__Activity__
Select every line below containing the word "grassy".

__Given records__
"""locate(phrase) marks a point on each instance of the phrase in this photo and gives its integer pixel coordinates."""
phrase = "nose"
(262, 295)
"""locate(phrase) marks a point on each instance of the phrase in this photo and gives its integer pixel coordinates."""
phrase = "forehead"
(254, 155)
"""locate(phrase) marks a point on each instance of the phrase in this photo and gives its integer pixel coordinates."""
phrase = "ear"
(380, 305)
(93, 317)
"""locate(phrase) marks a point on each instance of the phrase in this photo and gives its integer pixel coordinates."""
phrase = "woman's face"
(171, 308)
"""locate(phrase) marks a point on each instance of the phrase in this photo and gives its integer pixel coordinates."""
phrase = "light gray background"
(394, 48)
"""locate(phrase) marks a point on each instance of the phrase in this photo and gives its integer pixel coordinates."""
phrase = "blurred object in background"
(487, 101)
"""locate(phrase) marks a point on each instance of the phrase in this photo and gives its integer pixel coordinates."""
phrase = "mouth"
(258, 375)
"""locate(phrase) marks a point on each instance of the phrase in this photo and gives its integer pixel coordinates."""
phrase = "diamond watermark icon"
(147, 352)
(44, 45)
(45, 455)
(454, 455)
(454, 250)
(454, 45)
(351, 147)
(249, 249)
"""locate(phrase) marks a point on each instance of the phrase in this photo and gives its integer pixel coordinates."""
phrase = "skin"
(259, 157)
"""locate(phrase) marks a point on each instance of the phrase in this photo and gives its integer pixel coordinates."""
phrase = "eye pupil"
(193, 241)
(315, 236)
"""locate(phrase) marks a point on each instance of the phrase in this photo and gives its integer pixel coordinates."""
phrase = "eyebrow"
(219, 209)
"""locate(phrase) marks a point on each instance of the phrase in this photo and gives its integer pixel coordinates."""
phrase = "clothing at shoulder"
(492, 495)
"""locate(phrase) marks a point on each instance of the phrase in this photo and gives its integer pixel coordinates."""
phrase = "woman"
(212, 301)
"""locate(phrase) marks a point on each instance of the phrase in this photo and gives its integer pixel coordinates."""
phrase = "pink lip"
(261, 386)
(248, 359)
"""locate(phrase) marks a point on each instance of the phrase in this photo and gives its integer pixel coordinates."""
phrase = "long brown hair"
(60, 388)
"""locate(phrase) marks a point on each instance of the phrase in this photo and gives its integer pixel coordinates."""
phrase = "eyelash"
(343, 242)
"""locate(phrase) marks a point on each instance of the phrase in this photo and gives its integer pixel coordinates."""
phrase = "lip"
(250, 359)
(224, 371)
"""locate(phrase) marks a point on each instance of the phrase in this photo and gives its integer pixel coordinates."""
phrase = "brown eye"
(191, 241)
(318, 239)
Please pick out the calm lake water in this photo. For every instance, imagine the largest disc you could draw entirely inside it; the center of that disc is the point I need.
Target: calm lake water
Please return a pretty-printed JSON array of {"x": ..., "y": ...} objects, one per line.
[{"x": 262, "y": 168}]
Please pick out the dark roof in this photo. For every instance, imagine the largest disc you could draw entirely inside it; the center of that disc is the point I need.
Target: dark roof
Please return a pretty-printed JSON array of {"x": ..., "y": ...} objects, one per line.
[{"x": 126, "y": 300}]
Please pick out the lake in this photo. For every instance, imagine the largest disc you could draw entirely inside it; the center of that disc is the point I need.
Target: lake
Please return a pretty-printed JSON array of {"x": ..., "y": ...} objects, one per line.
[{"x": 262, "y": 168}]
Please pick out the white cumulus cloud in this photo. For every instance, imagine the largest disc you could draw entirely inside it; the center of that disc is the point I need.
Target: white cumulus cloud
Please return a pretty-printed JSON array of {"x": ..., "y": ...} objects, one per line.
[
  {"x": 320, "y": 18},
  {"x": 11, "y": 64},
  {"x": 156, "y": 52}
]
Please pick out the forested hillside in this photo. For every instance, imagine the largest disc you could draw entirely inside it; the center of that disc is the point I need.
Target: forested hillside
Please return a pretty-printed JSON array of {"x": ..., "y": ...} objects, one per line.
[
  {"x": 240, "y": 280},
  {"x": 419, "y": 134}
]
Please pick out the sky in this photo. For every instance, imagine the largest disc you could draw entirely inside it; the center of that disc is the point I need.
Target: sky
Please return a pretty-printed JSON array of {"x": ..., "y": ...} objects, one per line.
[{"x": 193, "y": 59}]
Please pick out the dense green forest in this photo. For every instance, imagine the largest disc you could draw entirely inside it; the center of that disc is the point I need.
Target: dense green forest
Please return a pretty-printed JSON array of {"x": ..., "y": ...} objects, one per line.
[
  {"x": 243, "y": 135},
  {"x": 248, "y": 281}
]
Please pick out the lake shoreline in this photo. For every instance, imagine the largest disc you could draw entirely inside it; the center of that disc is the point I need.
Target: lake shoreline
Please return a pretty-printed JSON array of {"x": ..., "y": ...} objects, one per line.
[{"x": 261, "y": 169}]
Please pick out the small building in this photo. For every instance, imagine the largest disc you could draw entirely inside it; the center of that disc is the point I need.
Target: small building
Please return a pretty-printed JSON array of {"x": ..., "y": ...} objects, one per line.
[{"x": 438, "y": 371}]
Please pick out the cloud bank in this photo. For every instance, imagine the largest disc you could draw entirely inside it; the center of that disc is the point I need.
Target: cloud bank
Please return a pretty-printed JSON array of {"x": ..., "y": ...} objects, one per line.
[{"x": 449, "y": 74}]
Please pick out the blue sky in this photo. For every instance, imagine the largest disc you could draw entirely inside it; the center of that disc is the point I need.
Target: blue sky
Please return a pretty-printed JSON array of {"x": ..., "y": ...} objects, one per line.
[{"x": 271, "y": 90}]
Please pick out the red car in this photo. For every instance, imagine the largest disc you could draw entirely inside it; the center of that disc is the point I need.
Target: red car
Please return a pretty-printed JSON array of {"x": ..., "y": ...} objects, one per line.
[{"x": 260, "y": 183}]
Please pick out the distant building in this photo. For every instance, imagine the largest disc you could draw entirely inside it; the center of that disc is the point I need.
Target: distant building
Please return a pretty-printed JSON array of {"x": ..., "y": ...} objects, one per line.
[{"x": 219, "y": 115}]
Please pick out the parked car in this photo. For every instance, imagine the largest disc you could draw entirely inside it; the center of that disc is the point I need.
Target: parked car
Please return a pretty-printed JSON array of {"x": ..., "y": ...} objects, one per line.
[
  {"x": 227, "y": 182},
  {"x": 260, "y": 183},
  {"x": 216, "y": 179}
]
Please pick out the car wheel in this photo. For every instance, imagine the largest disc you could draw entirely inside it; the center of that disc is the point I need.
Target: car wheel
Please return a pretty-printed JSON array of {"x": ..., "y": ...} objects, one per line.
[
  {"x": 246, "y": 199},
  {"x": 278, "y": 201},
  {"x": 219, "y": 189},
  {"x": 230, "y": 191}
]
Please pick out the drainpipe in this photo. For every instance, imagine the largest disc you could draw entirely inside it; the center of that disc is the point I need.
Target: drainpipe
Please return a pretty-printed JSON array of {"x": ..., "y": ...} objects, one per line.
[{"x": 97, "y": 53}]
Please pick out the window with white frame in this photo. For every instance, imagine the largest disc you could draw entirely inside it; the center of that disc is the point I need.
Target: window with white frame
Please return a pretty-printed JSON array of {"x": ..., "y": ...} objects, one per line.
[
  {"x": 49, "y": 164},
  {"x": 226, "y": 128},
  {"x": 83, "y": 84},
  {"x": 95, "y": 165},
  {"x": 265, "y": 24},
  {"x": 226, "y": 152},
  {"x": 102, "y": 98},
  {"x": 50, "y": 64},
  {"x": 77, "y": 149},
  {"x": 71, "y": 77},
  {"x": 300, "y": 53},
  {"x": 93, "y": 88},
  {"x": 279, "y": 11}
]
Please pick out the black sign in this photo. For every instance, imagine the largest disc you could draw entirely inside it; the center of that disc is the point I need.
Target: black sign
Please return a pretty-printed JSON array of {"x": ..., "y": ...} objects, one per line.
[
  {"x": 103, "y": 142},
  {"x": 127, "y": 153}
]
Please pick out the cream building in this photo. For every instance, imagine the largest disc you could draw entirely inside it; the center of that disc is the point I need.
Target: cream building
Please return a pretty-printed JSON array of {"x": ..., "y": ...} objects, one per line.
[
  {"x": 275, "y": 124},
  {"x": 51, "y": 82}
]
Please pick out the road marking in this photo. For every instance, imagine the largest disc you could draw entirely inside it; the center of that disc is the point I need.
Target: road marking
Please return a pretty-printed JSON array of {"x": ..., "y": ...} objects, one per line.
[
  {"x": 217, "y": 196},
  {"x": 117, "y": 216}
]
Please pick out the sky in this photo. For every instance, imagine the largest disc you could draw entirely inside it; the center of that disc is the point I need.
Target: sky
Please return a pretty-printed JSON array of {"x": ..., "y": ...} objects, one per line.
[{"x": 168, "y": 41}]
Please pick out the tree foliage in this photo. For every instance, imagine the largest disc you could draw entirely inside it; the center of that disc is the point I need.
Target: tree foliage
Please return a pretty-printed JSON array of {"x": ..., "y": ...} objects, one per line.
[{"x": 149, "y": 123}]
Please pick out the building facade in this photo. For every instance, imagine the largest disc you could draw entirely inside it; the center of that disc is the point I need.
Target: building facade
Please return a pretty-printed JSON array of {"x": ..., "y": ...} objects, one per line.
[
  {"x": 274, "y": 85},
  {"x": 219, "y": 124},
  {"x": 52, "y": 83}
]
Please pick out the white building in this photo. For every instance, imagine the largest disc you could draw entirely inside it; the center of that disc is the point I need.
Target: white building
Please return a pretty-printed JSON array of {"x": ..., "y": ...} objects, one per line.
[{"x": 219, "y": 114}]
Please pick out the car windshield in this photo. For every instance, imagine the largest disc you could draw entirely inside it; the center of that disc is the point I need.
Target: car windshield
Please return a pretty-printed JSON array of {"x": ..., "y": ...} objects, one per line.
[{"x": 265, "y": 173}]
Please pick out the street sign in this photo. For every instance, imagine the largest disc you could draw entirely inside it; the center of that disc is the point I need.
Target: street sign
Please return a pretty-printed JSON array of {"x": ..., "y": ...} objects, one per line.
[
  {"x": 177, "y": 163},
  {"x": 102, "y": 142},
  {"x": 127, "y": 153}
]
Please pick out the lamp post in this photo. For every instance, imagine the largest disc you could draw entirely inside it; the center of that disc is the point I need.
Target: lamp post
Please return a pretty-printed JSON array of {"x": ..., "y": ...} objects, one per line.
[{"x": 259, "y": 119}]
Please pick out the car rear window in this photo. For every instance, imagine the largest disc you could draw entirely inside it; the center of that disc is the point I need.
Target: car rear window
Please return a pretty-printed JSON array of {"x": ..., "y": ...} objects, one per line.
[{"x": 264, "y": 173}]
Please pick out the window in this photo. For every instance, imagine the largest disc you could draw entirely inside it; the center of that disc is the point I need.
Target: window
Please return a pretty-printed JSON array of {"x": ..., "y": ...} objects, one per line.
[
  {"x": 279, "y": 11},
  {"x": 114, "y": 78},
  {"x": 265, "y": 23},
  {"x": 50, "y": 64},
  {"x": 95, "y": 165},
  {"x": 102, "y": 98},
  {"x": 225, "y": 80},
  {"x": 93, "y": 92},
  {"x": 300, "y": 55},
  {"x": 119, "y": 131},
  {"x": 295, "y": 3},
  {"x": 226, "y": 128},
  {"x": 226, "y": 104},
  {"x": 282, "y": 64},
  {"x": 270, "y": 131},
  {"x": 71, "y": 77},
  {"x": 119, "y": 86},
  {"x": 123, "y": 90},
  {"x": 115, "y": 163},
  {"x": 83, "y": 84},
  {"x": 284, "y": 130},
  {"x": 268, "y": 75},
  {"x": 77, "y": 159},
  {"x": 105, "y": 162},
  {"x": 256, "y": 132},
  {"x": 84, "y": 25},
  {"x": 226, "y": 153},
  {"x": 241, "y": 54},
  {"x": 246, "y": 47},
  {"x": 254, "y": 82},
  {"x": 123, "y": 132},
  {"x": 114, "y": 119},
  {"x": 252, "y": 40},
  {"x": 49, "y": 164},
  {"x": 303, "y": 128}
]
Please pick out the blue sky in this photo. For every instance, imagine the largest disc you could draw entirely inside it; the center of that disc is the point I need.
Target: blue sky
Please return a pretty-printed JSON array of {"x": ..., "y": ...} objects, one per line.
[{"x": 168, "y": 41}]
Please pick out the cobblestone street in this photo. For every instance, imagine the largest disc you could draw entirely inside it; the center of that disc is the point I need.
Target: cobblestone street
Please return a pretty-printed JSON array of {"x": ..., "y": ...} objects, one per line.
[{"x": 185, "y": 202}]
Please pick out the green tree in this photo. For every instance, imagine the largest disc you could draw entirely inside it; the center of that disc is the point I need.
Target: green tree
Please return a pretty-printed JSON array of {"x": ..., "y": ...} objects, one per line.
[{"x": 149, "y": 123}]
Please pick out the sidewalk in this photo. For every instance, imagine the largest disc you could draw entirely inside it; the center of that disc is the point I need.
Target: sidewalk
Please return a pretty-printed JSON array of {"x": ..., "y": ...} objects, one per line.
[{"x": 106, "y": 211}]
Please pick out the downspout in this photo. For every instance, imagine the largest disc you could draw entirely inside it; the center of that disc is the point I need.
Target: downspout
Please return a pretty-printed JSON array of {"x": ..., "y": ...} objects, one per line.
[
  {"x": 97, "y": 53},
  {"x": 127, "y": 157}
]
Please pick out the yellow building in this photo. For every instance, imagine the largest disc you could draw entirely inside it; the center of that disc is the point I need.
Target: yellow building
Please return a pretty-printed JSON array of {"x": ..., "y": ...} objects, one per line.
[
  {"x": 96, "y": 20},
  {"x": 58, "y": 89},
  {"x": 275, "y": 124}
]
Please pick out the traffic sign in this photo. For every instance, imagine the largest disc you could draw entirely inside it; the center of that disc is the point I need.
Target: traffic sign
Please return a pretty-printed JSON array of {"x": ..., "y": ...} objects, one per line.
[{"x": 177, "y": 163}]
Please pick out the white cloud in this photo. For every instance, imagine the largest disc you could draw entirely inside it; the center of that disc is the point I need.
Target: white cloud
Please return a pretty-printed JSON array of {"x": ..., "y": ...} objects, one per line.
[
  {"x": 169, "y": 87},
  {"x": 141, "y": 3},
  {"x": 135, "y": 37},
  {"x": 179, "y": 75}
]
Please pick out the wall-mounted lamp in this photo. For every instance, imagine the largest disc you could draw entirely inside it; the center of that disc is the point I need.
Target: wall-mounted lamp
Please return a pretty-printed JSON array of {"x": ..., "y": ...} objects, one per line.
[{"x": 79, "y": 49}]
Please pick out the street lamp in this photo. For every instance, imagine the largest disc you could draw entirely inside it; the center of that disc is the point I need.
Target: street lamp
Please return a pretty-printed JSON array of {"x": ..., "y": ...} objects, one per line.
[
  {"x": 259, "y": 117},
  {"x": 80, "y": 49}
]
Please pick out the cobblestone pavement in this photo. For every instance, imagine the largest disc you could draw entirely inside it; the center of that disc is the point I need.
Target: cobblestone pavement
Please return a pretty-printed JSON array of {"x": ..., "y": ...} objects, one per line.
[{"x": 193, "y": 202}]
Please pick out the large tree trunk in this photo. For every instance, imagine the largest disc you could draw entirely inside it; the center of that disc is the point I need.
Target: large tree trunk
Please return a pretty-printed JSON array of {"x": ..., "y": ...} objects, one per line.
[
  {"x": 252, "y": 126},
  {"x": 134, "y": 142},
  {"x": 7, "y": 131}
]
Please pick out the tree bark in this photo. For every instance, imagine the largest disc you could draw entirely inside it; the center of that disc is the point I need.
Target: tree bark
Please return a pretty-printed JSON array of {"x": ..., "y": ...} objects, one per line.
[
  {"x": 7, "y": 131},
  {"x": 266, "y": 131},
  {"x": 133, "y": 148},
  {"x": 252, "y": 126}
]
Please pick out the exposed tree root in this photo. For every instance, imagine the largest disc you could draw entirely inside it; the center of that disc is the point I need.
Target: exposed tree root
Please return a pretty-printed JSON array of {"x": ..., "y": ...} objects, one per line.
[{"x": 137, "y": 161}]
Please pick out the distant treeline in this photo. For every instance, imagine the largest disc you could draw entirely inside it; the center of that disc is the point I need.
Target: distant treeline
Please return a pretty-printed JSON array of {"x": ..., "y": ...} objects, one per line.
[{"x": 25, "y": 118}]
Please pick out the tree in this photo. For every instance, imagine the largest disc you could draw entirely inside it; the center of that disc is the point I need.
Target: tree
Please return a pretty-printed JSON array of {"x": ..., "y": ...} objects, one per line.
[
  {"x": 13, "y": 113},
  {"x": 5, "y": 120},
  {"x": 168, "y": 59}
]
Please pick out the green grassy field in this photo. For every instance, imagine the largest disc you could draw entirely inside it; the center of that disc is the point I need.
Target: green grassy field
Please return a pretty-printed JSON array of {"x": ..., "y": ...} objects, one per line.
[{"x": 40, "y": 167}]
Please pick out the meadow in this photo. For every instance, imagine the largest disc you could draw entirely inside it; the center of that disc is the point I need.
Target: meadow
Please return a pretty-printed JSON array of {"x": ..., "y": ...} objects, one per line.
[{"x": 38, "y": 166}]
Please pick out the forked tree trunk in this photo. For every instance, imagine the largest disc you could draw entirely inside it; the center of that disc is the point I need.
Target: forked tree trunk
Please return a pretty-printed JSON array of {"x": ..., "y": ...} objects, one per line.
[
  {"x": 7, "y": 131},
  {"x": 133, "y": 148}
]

__Your response__
Please pick out the green grassy field in this photo. For every instance, imagine the largest disc you could draw entirely inside it; the center of that disc is the point I need.
Target: green grassy field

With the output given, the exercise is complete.